━━ RECORDED INFORMATION ━━

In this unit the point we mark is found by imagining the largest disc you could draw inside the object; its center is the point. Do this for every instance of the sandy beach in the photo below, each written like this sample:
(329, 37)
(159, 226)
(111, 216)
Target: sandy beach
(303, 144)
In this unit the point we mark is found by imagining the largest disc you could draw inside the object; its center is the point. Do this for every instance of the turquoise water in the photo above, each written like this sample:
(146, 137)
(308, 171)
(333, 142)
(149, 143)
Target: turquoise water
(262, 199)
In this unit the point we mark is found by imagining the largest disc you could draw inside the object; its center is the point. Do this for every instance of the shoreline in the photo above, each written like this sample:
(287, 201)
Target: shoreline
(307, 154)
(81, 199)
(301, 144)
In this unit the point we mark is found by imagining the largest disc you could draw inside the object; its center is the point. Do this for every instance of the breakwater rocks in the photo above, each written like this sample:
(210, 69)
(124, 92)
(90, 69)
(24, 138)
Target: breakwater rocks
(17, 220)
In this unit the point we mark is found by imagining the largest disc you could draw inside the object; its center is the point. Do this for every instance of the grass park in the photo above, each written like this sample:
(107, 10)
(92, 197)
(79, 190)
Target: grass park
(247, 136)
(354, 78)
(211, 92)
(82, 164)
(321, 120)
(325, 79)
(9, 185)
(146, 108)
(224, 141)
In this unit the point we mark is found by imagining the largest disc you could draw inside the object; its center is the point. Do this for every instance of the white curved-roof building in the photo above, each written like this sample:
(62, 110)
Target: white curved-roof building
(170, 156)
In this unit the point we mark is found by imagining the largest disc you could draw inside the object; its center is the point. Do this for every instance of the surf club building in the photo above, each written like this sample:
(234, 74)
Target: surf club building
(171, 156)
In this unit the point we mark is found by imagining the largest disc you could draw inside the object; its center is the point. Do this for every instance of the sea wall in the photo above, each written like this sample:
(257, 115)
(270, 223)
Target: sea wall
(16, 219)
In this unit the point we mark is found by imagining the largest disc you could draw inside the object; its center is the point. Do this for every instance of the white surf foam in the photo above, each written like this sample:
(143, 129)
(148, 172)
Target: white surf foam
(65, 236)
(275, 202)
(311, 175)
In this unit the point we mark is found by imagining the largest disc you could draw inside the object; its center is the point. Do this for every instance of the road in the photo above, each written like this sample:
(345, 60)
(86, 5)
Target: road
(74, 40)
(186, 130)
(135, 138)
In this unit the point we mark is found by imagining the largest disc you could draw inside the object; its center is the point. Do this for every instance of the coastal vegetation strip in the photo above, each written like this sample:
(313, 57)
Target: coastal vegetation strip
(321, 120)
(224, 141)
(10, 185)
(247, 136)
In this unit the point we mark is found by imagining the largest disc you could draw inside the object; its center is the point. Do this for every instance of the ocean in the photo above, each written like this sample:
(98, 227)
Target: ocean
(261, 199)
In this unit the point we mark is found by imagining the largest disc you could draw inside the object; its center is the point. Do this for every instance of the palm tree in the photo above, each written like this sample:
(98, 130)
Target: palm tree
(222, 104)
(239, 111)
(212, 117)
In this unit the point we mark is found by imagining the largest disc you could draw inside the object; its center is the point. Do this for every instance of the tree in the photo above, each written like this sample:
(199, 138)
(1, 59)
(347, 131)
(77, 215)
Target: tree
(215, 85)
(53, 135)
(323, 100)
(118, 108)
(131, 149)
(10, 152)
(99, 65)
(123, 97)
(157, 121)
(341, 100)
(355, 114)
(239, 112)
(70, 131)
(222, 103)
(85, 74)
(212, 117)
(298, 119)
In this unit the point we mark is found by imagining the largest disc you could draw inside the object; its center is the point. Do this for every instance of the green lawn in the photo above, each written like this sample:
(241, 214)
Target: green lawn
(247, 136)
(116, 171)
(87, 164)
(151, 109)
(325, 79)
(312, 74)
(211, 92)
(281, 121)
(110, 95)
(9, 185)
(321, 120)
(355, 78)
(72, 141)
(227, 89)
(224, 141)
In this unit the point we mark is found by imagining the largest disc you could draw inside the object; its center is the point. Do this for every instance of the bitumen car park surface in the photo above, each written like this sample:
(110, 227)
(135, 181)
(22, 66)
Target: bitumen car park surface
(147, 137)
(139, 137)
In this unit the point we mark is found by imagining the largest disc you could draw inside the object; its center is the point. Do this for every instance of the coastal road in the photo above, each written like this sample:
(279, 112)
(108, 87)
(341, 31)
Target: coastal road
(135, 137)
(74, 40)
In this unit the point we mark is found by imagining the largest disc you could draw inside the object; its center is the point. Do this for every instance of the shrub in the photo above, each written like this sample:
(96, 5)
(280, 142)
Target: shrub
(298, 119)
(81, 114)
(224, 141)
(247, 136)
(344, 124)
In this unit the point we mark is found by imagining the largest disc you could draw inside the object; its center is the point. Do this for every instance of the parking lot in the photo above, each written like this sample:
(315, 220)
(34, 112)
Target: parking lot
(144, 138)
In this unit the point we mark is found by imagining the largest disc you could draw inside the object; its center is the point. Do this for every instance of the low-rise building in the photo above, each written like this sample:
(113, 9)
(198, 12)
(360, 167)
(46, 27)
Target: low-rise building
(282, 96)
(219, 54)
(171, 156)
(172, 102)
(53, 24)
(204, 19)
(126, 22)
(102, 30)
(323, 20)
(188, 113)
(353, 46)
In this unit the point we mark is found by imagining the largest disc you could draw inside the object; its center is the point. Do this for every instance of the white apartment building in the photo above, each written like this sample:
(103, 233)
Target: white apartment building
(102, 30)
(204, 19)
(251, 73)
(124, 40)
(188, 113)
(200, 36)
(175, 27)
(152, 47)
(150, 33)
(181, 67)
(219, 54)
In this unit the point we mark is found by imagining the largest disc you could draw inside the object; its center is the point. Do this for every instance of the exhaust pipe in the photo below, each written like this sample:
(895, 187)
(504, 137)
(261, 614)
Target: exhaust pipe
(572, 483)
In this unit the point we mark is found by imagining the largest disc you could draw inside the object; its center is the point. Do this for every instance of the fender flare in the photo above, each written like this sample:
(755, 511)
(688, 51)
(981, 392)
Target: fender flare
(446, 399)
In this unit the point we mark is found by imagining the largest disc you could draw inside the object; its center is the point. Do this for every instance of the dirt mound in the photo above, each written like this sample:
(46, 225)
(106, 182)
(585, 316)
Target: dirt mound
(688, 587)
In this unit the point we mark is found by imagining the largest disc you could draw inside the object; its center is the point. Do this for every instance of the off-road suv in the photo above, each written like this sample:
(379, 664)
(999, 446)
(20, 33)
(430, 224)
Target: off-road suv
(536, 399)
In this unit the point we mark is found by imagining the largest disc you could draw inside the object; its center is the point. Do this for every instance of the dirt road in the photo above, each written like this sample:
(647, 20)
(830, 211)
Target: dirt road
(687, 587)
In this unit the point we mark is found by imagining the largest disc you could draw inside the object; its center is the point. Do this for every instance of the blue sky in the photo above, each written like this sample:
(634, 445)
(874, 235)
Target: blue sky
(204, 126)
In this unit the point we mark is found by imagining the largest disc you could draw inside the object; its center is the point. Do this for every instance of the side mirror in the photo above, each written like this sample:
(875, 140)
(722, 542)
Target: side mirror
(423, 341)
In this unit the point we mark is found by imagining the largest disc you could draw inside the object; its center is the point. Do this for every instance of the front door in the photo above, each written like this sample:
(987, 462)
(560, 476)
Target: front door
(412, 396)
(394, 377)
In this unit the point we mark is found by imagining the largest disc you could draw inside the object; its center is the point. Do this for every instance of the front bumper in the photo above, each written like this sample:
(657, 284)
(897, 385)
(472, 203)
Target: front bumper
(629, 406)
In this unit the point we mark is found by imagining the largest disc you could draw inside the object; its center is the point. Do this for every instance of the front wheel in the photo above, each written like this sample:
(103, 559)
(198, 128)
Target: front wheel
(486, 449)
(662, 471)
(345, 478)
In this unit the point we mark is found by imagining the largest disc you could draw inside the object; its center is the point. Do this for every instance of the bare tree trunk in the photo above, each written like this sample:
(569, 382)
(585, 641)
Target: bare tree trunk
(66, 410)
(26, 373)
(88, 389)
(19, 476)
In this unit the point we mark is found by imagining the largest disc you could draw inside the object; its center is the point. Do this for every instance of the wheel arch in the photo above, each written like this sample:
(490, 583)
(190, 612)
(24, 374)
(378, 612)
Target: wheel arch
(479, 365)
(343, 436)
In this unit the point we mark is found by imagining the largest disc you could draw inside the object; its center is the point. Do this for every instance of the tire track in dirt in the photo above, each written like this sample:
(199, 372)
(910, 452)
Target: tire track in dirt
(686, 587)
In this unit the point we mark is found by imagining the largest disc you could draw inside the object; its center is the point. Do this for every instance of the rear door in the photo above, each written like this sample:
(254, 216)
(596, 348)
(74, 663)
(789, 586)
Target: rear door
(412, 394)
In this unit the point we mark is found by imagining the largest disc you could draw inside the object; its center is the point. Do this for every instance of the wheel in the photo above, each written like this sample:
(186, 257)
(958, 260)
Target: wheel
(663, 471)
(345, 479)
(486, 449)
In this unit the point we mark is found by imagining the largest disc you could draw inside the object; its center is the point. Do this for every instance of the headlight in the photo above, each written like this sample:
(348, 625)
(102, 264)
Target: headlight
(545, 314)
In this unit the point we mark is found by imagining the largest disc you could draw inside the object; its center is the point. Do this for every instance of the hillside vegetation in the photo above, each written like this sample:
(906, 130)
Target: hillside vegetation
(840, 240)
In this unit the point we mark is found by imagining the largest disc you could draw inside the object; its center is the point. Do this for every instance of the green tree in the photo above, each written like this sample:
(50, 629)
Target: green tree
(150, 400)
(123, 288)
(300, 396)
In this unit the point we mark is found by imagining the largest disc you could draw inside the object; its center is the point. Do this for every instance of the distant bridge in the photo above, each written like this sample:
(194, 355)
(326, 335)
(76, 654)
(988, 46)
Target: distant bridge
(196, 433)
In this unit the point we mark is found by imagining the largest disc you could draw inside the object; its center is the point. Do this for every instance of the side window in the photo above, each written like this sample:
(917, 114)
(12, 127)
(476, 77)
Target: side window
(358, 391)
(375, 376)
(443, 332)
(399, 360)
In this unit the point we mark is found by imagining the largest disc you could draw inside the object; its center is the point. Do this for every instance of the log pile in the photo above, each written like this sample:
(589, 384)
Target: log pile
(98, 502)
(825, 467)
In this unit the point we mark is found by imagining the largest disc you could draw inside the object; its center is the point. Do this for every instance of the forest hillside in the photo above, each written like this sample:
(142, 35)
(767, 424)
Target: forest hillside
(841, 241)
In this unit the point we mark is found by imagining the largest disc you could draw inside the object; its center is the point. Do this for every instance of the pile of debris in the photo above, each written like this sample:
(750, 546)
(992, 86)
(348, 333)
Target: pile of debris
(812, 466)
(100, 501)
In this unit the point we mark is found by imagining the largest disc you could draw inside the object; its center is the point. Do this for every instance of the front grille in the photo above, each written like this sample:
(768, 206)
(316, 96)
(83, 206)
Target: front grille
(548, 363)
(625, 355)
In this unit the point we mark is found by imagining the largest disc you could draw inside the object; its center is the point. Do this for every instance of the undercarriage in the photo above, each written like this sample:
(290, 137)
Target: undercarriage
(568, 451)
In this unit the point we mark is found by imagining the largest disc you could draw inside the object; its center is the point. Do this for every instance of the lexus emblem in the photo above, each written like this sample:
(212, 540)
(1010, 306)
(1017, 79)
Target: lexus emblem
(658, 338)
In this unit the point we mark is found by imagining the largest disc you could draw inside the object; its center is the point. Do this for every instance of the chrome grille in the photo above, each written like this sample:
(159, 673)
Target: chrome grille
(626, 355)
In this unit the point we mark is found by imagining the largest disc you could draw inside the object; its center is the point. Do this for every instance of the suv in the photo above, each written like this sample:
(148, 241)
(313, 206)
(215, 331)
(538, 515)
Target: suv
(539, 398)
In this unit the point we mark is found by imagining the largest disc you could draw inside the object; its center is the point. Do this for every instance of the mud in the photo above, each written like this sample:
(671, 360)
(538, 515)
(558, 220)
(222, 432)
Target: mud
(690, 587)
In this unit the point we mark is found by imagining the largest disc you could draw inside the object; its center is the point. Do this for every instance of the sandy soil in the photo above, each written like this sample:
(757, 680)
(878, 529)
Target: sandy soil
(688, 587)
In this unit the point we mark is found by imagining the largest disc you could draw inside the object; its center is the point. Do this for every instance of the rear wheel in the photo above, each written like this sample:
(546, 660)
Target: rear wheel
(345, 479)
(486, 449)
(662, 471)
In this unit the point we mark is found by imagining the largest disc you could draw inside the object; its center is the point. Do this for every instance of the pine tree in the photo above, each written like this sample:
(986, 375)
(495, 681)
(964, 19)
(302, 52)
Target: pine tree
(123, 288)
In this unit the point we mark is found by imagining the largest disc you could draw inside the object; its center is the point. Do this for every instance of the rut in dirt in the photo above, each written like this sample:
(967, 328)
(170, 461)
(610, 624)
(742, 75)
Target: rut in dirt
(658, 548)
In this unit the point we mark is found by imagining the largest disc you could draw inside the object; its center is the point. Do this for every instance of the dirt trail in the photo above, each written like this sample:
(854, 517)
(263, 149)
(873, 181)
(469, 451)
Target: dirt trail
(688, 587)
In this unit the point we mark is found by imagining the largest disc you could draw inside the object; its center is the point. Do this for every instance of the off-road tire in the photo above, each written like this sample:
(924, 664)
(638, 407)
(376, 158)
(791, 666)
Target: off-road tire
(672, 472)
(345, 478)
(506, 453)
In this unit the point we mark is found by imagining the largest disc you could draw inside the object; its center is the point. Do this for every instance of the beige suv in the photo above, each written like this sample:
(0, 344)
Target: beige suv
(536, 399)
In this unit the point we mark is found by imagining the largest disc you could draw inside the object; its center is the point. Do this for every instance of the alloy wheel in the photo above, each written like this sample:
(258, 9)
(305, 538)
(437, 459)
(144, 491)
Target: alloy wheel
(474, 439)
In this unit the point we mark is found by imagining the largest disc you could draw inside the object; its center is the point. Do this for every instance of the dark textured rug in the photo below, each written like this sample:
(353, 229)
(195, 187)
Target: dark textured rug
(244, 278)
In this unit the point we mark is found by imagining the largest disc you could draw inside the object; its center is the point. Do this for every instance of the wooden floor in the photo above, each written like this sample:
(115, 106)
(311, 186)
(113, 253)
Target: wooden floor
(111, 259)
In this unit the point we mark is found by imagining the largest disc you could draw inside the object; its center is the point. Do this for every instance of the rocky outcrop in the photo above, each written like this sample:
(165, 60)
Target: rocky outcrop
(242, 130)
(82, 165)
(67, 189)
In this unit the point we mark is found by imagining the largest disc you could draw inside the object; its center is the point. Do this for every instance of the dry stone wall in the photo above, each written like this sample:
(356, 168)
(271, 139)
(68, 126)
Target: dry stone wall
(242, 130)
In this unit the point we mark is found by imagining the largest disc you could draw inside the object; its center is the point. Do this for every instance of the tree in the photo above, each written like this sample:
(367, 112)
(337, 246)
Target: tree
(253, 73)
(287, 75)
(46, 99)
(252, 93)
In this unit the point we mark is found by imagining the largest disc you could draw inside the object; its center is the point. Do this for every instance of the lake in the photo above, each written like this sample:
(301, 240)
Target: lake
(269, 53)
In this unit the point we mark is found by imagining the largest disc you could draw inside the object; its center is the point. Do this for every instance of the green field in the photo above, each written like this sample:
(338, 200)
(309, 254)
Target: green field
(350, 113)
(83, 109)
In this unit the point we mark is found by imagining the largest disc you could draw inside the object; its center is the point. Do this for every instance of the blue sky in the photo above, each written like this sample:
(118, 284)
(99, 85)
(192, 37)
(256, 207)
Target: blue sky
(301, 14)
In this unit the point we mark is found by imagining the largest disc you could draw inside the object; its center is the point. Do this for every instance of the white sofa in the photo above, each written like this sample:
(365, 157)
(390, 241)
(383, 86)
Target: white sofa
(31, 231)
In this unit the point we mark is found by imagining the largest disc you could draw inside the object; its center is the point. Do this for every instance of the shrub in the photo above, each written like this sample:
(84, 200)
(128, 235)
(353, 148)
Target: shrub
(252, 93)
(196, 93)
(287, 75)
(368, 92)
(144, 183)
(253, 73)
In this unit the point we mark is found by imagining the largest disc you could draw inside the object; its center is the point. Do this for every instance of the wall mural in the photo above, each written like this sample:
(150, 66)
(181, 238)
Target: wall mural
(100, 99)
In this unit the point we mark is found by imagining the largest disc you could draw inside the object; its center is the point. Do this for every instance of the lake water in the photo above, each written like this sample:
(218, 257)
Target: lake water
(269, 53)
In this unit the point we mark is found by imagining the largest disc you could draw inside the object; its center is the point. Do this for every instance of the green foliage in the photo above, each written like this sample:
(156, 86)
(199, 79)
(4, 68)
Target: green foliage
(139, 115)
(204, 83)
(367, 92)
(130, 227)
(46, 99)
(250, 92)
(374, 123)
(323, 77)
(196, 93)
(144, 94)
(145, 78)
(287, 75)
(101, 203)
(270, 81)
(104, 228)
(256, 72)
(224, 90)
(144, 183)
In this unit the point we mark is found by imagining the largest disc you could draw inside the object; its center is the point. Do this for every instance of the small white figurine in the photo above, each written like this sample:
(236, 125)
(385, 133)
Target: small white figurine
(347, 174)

━━━

#### YOUR OBJECTIVE:
Return a copy of every line in the records that includes the string "below".

#### ANSWER TO THIS PROBLEM:
In this unit the point we mark is found by imagining the largest disc you could draw inside the object; its center is the point. Do this for every instance of the sandy beach in the photo below, each written like this sample:
In this unit the point we mark is found by imagining the largest disc you could draw inside the object; its center is the point. Do this for every instance of the exhaust pipe in the photo below, each written like this sample:
In this unit the point we mark is found by imagining the largest disc you could draw inside the object; its center is the point. Do this for every instance of the dark textured rug in the photo below, each written like this sample:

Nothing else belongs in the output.